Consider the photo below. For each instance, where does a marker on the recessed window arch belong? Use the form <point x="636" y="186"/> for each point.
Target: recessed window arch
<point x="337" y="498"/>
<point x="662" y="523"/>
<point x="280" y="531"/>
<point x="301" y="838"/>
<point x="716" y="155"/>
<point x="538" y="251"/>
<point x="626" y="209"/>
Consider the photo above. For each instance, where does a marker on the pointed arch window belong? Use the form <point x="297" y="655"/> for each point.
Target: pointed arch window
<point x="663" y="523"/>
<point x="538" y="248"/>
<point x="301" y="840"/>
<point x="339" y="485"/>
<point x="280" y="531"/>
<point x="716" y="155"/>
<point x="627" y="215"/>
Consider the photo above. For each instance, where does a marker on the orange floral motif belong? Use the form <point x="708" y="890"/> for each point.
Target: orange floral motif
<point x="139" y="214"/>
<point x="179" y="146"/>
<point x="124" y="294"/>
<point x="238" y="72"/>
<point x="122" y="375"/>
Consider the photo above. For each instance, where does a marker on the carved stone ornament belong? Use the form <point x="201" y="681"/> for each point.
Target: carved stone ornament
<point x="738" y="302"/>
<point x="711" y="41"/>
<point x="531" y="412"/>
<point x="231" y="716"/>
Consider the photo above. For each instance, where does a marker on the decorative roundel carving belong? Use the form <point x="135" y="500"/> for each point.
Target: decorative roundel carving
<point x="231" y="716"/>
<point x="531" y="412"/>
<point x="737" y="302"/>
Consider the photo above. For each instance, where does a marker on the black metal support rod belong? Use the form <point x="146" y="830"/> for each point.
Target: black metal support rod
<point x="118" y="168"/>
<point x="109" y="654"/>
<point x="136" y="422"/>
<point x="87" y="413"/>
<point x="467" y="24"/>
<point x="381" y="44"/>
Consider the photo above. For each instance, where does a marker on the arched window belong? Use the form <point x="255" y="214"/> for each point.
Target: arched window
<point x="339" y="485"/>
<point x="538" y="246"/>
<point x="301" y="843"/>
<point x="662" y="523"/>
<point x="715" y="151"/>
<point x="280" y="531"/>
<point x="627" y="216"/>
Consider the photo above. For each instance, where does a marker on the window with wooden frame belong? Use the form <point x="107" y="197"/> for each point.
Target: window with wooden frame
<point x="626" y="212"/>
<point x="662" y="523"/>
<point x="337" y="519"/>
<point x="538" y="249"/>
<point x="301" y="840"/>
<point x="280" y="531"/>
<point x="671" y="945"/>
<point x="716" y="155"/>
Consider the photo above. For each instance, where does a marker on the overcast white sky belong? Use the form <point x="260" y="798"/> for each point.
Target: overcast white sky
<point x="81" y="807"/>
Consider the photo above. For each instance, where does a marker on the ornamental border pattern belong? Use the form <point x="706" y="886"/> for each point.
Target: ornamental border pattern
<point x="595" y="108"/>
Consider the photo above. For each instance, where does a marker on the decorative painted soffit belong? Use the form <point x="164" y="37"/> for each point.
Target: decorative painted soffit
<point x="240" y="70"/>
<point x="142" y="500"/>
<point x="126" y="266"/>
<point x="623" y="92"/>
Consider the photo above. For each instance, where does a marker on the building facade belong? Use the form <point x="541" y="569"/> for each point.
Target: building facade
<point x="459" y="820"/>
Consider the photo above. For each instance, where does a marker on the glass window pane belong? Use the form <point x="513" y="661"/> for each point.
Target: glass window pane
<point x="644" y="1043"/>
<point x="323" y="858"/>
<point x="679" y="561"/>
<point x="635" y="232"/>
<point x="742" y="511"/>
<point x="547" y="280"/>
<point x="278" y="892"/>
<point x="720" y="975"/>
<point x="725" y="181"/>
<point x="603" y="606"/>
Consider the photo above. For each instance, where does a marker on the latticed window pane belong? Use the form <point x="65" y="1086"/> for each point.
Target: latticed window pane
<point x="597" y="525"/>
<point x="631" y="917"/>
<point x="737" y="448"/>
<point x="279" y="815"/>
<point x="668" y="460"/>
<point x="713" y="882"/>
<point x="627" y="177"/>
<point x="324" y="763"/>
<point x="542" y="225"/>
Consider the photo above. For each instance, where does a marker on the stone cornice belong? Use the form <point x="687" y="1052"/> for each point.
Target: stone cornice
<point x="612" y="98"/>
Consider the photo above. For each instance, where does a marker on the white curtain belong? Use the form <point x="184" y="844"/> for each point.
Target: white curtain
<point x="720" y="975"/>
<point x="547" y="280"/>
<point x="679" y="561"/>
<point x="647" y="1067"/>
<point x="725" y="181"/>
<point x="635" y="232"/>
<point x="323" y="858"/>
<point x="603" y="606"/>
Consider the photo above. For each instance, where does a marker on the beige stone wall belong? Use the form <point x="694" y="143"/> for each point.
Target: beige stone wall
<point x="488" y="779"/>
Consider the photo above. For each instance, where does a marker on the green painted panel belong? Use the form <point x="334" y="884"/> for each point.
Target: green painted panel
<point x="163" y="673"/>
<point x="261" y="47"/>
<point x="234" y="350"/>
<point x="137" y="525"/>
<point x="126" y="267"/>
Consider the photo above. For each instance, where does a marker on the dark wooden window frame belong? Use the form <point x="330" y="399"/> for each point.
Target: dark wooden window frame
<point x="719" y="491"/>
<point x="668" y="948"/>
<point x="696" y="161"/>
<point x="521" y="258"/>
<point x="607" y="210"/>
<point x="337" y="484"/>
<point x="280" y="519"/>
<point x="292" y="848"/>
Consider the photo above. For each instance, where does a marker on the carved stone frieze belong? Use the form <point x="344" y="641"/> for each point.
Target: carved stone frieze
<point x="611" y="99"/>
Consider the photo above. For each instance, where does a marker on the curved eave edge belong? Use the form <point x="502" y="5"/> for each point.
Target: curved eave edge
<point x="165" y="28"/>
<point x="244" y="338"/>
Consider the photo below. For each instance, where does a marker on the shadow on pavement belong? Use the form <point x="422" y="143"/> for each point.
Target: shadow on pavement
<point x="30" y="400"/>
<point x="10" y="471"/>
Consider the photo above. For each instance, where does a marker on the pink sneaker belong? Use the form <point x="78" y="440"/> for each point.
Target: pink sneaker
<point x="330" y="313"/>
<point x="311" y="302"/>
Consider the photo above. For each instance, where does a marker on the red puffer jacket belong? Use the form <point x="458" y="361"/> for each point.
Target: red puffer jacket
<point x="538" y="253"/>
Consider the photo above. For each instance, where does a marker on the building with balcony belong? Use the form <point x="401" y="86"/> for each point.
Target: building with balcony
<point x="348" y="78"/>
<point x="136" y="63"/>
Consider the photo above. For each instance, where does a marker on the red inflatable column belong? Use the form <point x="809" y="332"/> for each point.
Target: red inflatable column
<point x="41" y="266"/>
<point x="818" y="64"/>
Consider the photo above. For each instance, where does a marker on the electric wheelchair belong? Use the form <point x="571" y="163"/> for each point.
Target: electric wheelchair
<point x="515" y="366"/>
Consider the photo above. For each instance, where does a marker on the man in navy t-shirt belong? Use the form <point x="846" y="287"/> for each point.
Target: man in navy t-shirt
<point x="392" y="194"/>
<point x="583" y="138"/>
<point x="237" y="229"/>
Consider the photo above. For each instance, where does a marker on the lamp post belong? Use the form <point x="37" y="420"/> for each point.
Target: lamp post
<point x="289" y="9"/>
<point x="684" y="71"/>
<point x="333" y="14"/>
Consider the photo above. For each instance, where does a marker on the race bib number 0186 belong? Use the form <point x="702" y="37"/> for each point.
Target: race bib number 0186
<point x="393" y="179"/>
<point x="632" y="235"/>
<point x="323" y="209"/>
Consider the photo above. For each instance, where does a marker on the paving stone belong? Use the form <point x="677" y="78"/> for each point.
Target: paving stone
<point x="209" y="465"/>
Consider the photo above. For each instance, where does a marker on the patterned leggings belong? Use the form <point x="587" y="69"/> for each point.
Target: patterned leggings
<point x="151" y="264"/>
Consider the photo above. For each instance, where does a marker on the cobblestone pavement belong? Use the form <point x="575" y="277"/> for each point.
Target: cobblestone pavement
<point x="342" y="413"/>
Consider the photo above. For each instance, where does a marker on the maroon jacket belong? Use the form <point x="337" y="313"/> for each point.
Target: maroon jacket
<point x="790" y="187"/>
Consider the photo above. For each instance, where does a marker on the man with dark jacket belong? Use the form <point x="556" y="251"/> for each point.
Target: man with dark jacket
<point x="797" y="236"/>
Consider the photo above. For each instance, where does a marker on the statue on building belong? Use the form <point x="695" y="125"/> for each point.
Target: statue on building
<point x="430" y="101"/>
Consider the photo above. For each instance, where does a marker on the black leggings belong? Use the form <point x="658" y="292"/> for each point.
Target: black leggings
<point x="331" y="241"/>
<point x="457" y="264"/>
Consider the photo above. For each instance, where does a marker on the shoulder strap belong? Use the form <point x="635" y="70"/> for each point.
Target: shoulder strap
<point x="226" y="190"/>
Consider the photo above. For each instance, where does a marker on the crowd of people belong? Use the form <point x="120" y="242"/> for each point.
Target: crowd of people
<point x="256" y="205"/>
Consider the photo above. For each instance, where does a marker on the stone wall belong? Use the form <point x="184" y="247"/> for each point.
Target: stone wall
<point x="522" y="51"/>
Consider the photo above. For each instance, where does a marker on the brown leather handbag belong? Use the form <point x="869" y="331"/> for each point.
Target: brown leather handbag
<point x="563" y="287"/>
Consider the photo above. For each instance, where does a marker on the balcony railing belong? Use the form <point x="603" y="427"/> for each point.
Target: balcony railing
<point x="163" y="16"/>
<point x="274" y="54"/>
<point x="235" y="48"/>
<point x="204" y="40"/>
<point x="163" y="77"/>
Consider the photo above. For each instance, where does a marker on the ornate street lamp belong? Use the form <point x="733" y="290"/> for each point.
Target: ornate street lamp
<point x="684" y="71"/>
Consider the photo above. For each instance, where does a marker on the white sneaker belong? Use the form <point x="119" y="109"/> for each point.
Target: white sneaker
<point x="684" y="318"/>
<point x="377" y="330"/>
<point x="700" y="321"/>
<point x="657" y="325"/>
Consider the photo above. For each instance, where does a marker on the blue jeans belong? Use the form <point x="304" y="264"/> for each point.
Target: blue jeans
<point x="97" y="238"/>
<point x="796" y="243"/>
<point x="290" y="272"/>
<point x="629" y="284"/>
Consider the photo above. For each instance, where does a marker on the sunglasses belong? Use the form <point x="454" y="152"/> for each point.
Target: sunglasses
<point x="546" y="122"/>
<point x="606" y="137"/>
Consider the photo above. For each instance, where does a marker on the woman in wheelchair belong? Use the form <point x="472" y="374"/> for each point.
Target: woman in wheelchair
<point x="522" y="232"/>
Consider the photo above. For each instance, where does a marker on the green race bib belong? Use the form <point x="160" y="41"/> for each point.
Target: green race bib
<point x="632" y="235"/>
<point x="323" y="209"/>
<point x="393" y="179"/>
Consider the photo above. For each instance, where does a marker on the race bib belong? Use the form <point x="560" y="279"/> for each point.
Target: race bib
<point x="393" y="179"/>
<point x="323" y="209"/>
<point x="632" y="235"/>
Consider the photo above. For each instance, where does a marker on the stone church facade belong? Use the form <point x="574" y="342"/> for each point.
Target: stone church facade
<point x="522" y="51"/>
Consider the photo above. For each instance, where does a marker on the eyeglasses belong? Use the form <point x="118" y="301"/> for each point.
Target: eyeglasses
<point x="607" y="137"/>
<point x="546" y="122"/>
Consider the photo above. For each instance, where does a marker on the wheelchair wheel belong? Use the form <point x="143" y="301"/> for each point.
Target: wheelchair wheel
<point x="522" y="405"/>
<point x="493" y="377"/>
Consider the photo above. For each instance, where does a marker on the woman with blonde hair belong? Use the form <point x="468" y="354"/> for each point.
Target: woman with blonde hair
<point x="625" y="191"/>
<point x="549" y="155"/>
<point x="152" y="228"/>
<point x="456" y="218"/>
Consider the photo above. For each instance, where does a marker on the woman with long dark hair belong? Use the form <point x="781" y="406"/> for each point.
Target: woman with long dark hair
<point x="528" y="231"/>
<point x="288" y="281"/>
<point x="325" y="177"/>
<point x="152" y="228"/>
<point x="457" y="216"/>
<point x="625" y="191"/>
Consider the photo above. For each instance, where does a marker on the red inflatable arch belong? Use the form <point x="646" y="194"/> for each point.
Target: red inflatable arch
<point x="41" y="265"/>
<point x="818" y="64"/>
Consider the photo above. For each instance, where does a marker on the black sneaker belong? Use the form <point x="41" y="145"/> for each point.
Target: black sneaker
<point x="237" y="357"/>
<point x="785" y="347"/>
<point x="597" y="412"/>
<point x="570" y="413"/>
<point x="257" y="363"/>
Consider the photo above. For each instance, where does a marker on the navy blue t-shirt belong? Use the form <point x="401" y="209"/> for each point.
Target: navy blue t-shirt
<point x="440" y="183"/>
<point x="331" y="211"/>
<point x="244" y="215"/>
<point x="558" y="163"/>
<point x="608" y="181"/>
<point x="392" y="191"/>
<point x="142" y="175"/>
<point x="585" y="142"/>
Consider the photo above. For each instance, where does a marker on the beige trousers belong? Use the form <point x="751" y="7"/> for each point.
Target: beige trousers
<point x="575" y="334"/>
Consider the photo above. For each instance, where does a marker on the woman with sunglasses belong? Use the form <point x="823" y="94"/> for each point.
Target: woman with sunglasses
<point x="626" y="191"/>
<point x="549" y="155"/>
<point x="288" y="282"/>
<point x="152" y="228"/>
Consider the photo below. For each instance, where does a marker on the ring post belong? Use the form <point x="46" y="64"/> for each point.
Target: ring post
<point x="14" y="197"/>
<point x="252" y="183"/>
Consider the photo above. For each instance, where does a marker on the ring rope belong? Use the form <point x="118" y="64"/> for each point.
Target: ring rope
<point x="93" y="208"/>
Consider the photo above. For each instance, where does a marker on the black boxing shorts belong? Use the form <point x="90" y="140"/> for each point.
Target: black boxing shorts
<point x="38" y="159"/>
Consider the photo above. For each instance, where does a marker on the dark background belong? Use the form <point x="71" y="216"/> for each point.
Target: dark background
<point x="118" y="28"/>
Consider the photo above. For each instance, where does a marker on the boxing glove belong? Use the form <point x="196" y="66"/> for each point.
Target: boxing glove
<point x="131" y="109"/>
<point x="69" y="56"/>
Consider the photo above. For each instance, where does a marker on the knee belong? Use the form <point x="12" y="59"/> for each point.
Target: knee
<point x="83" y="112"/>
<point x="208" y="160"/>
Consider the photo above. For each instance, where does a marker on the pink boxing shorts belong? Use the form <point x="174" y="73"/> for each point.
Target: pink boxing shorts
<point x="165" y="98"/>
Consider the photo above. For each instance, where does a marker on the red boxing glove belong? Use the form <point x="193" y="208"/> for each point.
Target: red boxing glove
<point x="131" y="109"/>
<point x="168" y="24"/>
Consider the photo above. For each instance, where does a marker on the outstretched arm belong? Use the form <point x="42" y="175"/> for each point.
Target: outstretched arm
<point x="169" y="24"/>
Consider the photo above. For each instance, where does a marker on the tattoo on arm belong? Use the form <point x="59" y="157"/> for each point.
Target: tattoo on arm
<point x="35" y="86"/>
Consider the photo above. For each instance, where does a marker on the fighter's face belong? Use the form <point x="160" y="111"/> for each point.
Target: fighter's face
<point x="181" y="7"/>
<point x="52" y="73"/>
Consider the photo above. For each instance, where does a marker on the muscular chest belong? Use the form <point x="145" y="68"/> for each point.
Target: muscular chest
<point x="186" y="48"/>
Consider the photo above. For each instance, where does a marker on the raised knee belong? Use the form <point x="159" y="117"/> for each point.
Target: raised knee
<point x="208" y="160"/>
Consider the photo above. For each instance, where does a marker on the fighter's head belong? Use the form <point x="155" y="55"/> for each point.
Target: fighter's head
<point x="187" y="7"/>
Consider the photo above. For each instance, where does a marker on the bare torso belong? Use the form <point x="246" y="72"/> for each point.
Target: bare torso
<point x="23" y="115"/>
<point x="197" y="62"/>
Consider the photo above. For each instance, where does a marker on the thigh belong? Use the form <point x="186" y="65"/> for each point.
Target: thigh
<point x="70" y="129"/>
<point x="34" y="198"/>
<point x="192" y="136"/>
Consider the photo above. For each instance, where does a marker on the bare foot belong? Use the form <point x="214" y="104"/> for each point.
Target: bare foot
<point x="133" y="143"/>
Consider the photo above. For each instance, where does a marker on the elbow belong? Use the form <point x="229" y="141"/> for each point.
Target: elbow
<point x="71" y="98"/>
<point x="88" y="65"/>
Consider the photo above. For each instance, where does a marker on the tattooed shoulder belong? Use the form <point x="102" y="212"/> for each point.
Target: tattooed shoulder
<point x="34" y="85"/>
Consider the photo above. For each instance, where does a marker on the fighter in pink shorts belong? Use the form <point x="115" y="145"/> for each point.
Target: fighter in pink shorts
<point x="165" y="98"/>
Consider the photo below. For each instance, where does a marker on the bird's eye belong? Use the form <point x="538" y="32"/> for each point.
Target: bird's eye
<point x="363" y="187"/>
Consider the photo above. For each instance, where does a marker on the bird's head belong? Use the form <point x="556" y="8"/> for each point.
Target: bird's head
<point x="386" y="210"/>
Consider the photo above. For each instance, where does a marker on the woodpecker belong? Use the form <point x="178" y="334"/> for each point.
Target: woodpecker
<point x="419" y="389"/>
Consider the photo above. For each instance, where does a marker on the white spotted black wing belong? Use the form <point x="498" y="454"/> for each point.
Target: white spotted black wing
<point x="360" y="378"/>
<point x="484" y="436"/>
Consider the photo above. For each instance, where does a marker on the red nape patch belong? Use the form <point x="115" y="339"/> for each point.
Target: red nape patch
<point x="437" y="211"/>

_Aim_.
Set down, word for word, every line from the line that holds "on the tattooed" to the end of the entries above, including both ends.

_Task solution_.
Consider the photo above. For each instance, where does a marker on the tattooed shoulder belong? Use the form <point x="102" y="212"/> for each point.
Target: tattooed shoulder
<point x="34" y="85"/>
Consider the photo above. For each instance, where does a marker on the fighter in pink shorts belong? Use the form <point x="115" y="145"/> for each point.
Target: fighter in pink shorts
<point x="165" y="98"/>
Consider the photo below. For each instance, where does a marker on the bird's eye belong? Use the form <point x="538" y="32"/> for each point.
Target: bird's eye
<point x="363" y="187"/>
Consider the photo above. For each instance, where does a marker on the bird's head belong? Use the form <point x="556" y="8"/> for each point.
Target: bird's head
<point x="386" y="210"/>
Consider the photo above. For each instance, where does a marker on the woodpecker belong? Use the form <point x="178" y="334"/> for each point.
Target: woodpecker
<point x="419" y="389"/>
Consider the photo above. For each instance, where does a marker on the white spotted black wing belong? Use the form <point x="498" y="454"/> for each point.
Target: white spotted black wing
<point x="360" y="378"/>
<point x="484" y="436"/>
Consider the photo above. For each instance, where does a marker on the red nape patch belong? Use the form <point x="115" y="339"/> for each point.
Target: red nape patch
<point x="437" y="211"/>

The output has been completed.